→ Ihre Anweisungen
Prüfen Sie für jede der folgenden Aussagen, ob sie mit dem Übungstext übereinstimmt. Antworten Sie jeweils mit Ja oder Nein und belegen Sie dies mit den ausschlaggebenden Worten des Übungstexts im wörtlichen Zitat.
(a) Laut einer Studie ließen sich im Aargau insgesamt 5350 Gigawattstunden Solarstrom erzeugen.
(b) Etwa 4400 Gigawattstunden davon stammten aus Anlagen auf Wiesen und Äckern.
(c) Für den nötigen Zubau an Solarkapazität genügen kleine Anlagen auf Einfamilienhäusern.

→ Übungstext
+ + + +

Gemäss einer aktuellen Studie könnten im Aargau total 5350 Gigawattstunden Solarstrom produziert werden - etwa gleich viel, wie im Kanton derzeit pro Jahr verbraucht wird. Etwa 4400 Gigawattstunden kämen dabei aus gebäudegebundenen Anlagen. Vieles sind kleine Anlagen auf Einfamilienhäusern, die häufig auch noch mit einer Wärmepumpe, einer Ladestation für das Elektroauto und einem Batteriespeicher verbunden sind. Wenn man den nötigen Zubau an Solarkapazität erreichen will, sind aber auch grössere Anlagen nötig.
Solarpanels auf Dächern und an Fassaden sind breit akzeptiert. In Deutschland werden auch auf Wiesen und Äckern solche Anlagen gebaut - sehen Sie das auch im Aargau als Option?

+ + + +

→ Vorliegende Angaben
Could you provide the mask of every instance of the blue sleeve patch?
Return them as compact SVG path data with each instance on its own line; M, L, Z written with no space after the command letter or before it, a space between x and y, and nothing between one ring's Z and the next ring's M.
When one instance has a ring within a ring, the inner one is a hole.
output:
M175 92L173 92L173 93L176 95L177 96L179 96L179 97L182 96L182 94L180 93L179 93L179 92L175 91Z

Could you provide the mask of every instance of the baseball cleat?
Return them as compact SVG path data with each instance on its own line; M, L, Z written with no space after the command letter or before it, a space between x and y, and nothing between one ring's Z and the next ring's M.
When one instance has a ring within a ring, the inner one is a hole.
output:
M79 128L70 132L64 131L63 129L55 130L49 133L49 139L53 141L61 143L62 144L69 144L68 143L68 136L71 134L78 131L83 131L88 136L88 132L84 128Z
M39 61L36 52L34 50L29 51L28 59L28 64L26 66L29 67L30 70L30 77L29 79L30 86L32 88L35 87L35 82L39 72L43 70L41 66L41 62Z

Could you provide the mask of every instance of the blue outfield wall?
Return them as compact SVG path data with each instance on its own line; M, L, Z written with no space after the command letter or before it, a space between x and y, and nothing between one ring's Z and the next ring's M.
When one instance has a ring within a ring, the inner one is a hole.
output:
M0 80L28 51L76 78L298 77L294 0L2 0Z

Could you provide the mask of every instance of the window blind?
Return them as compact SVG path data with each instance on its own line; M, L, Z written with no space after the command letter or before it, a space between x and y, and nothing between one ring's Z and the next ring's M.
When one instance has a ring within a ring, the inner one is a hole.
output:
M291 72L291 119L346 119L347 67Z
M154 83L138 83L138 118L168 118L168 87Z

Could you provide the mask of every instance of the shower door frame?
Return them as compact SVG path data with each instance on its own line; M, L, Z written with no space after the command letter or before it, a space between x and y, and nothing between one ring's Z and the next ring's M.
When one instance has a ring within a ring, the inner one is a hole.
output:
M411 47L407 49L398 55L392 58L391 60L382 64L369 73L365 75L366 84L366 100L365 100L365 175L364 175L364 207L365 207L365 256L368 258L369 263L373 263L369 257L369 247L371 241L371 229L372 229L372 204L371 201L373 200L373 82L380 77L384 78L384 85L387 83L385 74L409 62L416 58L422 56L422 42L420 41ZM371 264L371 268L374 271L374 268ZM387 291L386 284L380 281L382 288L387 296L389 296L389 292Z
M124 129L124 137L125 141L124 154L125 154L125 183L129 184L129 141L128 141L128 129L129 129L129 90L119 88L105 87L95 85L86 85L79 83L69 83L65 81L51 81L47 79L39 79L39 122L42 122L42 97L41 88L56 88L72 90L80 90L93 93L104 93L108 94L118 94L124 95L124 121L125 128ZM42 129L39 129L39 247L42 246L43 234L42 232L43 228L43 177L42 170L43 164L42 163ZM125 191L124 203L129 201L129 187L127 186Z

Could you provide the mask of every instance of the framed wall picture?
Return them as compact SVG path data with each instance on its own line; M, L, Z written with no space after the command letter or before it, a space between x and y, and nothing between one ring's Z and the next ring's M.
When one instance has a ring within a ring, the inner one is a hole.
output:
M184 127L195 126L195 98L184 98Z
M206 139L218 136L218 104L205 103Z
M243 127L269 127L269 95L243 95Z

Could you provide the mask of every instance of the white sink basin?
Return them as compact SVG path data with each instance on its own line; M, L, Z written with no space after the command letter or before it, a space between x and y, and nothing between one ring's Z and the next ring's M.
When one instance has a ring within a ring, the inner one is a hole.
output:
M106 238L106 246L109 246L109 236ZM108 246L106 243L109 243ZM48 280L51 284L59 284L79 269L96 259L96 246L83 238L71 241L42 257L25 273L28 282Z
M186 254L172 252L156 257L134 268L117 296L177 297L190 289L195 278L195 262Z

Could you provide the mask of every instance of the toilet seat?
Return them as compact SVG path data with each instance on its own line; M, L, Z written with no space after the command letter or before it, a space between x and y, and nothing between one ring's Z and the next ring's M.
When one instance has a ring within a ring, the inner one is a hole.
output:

+ + + +

→ Antwort zur Aufgabe
(a) Ja: „im Aargau total 5350 Gigawattstunden Solarstrom produziert werden“
(b) Nein: „Etwa 4400 Gigawattstunden kämen dabei aus gebäudegebundenen Anlagen.“
(c) Nein: „sind aber auch grössere Anlagen nötig“